■ **Exercise directions**:
Please count the lines in the items below that contain the word "pointed". Give only the number.

## Begin Dataset

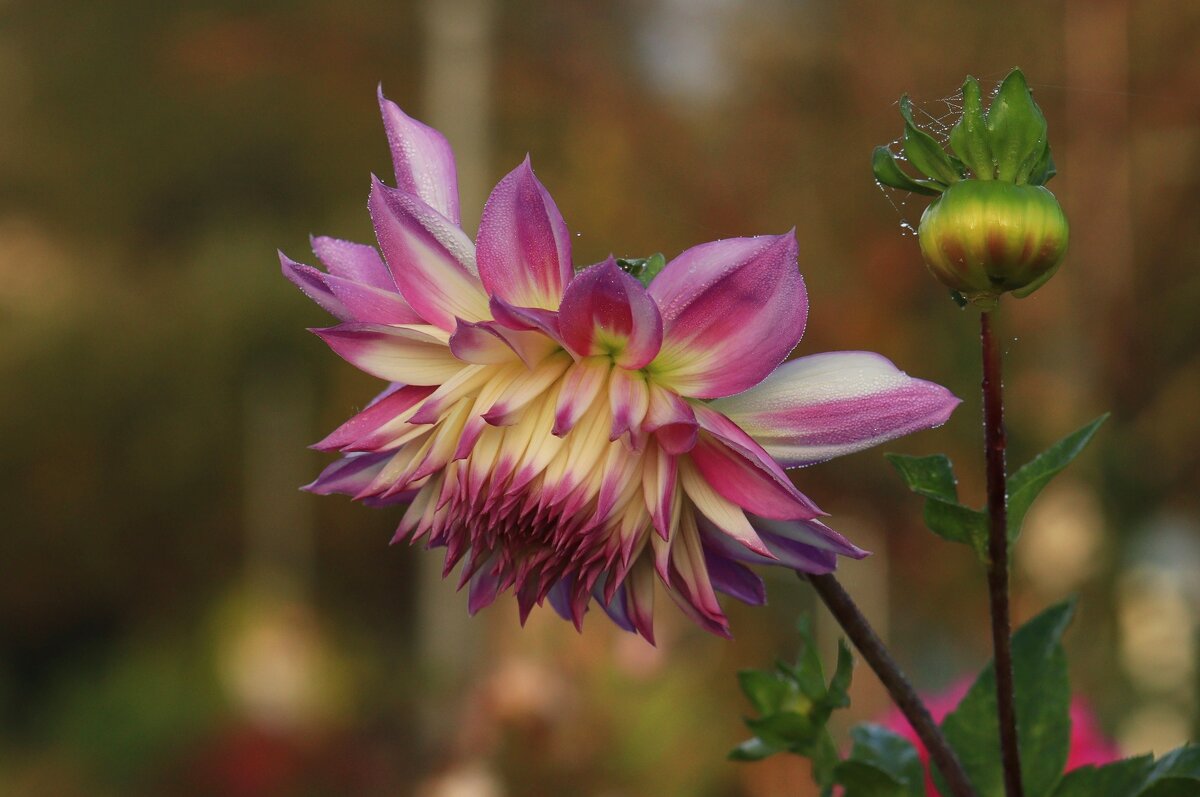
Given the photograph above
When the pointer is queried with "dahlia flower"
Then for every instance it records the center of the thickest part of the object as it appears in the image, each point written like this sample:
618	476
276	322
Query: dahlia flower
576	435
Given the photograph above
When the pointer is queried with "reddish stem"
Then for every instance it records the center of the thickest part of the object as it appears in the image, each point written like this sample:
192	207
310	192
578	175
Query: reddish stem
997	551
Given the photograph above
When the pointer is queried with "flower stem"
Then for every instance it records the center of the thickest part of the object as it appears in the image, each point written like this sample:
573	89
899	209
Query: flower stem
997	550
871	647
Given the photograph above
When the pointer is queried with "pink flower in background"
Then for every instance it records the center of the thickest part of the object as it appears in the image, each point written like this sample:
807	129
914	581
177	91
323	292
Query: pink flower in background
1089	745
580	436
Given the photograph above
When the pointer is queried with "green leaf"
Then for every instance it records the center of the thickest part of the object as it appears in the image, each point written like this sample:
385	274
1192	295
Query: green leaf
891	753
1044	169
839	685
1182	762
767	690
969	137
643	268
754	749
1043	711
924	153
889	173
933	477
1017	130
1117	779
1025	485
863	779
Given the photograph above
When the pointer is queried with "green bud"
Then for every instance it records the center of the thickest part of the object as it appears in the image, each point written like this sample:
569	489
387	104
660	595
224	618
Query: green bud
984	238
993	227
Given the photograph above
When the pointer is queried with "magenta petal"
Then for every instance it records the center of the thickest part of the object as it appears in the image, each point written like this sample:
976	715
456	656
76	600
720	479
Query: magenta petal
370	304
823	406
403	353
431	259
384	409
523	246
671	419
313	283
349	474
607	311
423	160
526	318
353	262
480	343
741	472
732	310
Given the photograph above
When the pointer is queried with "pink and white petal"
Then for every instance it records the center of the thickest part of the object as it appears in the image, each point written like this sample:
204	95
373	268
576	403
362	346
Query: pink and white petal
526	318
671	419
423	160
382	411
785	552
354	262
724	514
349	474
742	472
659	475
313	283
810	532
732	310
431	259
581	385
640	587
413	354
370	304
480	343
629	397
606	311
523	246
822	406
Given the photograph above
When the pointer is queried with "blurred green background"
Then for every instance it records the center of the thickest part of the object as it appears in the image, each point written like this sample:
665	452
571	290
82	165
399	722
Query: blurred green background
175	618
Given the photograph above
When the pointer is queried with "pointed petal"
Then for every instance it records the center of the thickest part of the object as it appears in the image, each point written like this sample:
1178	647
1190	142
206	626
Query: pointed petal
312	283
640	586
409	353
732	310
525	250
743	473
423	160
581	385
431	259
606	311
353	262
480	343
348	475
671	420
822	406
372	305
724	514
733	579
629	397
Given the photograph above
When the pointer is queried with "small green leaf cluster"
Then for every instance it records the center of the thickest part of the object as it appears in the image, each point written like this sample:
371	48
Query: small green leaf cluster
1176	774
1006	142
1043	713
933	478
643	268
795	705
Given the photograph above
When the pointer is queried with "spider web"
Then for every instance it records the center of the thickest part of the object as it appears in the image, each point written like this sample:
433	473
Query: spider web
936	118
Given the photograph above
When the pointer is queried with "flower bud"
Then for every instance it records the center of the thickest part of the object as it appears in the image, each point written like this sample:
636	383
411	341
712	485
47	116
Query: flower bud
993	227
984	238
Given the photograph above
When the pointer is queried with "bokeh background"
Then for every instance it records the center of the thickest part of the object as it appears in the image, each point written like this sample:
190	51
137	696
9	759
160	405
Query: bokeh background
175	618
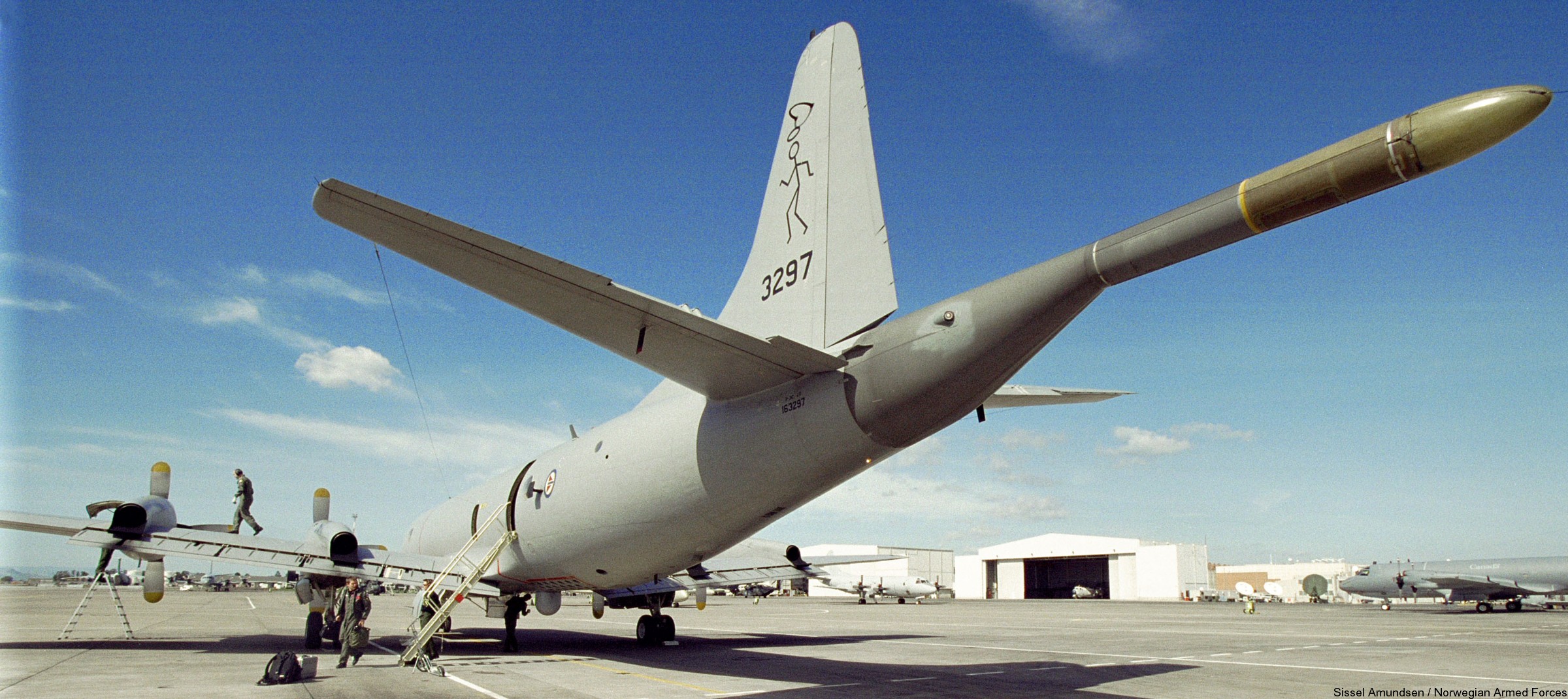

## End Dataset

■ **Exercise response**:
2